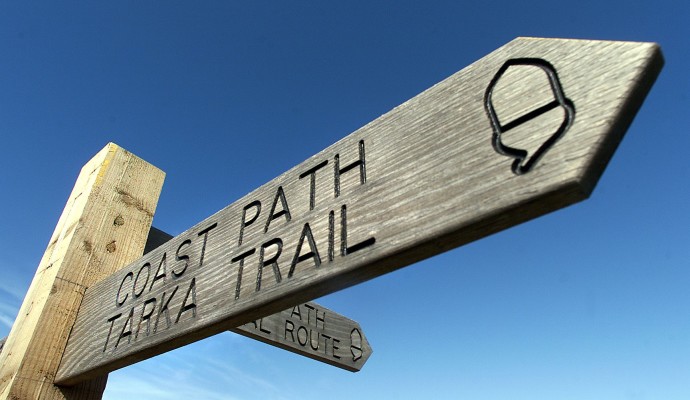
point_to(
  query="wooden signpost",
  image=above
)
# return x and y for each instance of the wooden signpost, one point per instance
(522, 132)
(307, 329)
(315, 332)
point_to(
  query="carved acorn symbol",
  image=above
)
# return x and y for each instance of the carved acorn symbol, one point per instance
(528, 111)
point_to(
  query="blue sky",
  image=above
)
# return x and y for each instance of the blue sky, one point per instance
(589, 302)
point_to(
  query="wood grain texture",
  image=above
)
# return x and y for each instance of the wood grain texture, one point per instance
(424, 178)
(315, 332)
(308, 329)
(102, 228)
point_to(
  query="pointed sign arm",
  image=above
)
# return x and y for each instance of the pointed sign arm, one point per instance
(524, 131)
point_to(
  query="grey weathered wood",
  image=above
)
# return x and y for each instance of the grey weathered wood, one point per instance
(437, 177)
(315, 332)
(308, 329)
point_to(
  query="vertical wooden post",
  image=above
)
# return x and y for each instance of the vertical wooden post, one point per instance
(102, 228)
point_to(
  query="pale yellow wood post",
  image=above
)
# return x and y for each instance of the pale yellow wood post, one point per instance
(102, 228)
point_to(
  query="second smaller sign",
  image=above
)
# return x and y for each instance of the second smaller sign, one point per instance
(315, 332)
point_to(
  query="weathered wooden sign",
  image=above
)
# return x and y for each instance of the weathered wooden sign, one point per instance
(315, 332)
(309, 329)
(522, 132)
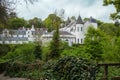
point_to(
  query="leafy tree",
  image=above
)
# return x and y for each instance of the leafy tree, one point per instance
(55, 45)
(116, 4)
(37, 52)
(52, 21)
(37, 22)
(16, 23)
(6, 8)
(94, 42)
(108, 28)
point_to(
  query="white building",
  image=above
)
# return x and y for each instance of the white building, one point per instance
(74, 32)
(20, 36)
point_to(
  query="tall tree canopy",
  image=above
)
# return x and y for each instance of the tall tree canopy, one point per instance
(6, 8)
(52, 21)
(37, 22)
(116, 4)
(16, 23)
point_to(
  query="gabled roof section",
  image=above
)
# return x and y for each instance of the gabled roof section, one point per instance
(79, 20)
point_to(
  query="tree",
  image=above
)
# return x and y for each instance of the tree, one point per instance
(94, 43)
(37, 52)
(37, 22)
(116, 4)
(55, 45)
(108, 28)
(16, 23)
(6, 8)
(51, 21)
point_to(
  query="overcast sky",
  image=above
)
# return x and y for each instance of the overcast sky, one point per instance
(85, 8)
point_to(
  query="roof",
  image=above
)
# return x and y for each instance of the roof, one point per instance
(92, 20)
(79, 20)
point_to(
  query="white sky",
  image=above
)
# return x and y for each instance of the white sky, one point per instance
(85, 8)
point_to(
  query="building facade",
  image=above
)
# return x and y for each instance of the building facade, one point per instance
(76, 30)
(22, 35)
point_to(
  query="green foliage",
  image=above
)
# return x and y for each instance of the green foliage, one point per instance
(94, 43)
(4, 49)
(55, 45)
(23, 53)
(70, 68)
(52, 22)
(16, 23)
(116, 4)
(37, 22)
(109, 29)
(37, 52)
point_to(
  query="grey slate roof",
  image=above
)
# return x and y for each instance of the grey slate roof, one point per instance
(79, 20)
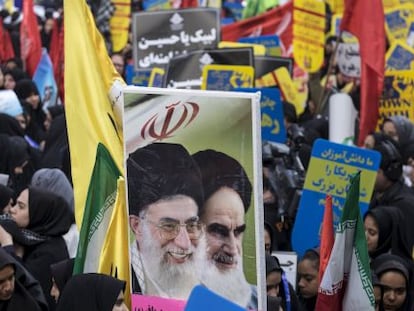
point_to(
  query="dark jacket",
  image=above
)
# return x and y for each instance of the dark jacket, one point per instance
(402, 197)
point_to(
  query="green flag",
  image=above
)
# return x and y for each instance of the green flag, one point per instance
(99, 206)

· · ·

Task to carry out
The data should be printed again unchanged; leave its pictures out.

Response for this exercise
point_to(
  query="wooden signpost",
  image=above
)
# return x and y for each instance of the wooden signpost, one point per instance
(522, 132)
(307, 329)
(315, 332)
point_to(
  query="carved acorn symbol",
  image=above
)
# return x and y for each instance of the carved acorn symbol, one point per instance
(528, 111)
point_to(
  query="blue sky",
  image=above
)
# return x and y for each instance of the blue sky, one point per instance
(589, 302)
point_to(
  query="wood grain texture",
  image=above
)
# return x and y for each instance of the wood grain texture, one point per instance
(424, 178)
(315, 332)
(308, 329)
(102, 228)
point_to(
  query="pointed sign arm",
  image=above
)
# return x and y for each instance of the pointed sign arm, one point per instance
(524, 131)
point_to(
  query="grey weathered wood",
  image=above
)
# return x and y for each instance of the grey weathered wood, one point per instance
(437, 177)
(315, 332)
(308, 329)
point_to(
  query="vertical wooden post",
  image=above
)
# return x and y for each instance of the vertical wooden post, one point per instance
(102, 228)
point_to(
  query="pale yellow wood post",
  image=above
)
# return x and y for each instance of the pale yellow wood post, one point per instance
(102, 228)
point_to(
  query="second smaller sign",
  image=above
)
# return x and y for each instance of the second smaller sign, one point per instance
(315, 332)
point_to(
  query="weathered wooden sign",
  image=above
)
# return x and y for each instance of the weathered wooden sign, one point per instance
(315, 332)
(309, 329)
(522, 132)
point_to(
  query="leafy tree",
  image=above
)
# return x and y for each instance of the leafy tree, one point per instance
(55, 45)
(116, 4)
(37, 52)
(52, 21)
(37, 22)
(16, 23)
(6, 8)
(94, 42)
(108, 28)
point_to(
  query="white building",
  image=above
)
# return x and y for each instance of the white building, one point per instance
(74, 32)
(20, 36)
point_to(
  query="tall tree canopy",
  image=above
)
# return x and y for each instance of the tall tree canopy, one point per instance
(6, 8)
(52, 21)
(37, 22)
(116, 4)
(16, 23)
point_to(
  query="gabled roof section",
  image=above
)
# return x and y for each instance of the gabled roof section, one point per instance
(79, 20)
point_to(
  query="tree",
  image=above
)
# return x and y for each instance of the tree, one point per instance
(94, 43)
(37, 52)
(37, 22)
(116, 4)
(55, 45)
(108, 28)
(16, 23)
(6, 8)
(51, 21)
point_to(
  query="overcast sky",
  image=above
)
# return x and y for each instance of the overcast sky, one point per instance
(85, 8)
point_to(
  query="roof",
  image=above
)
# return x and y for each instance of the roof, one point per instance
(92, 20)
(79, 20)
point_to(
  query="white sky",
  image=above
)
# return x and y for each instance of the white sky, one point per instance
(85, 8)
point_to(
  query="building facade",
  image=above
)
# return x and y for each instance of the building facade, one point per instance
(76, 30)
(22, 35)
point_to(
  query="green foliage",
  image=above
)
# return x and y for each instance of the green foliage, one point per instance
(94, 43)
(4, 49)
(55, 45)
(23, 53)
(70, 68)
(52, 22)
(16, 23)
(116, 4)
(37, 22)
(109, 29)
(37, 52)
point_to(
  query="grey slate roof",
  image=above
)
# return x and y for each instance of the grey slate roof, one point per instance
(79, 20)
point_to(
  query="dark jacket",
  image=above
)
# return x and y for each instance of the dark jacket, one point per instance
(402, 197)
point_to(
  query="green flag",
  image=above
)
# return x and y for each instance of the green flag, one point per instance
(99, 206)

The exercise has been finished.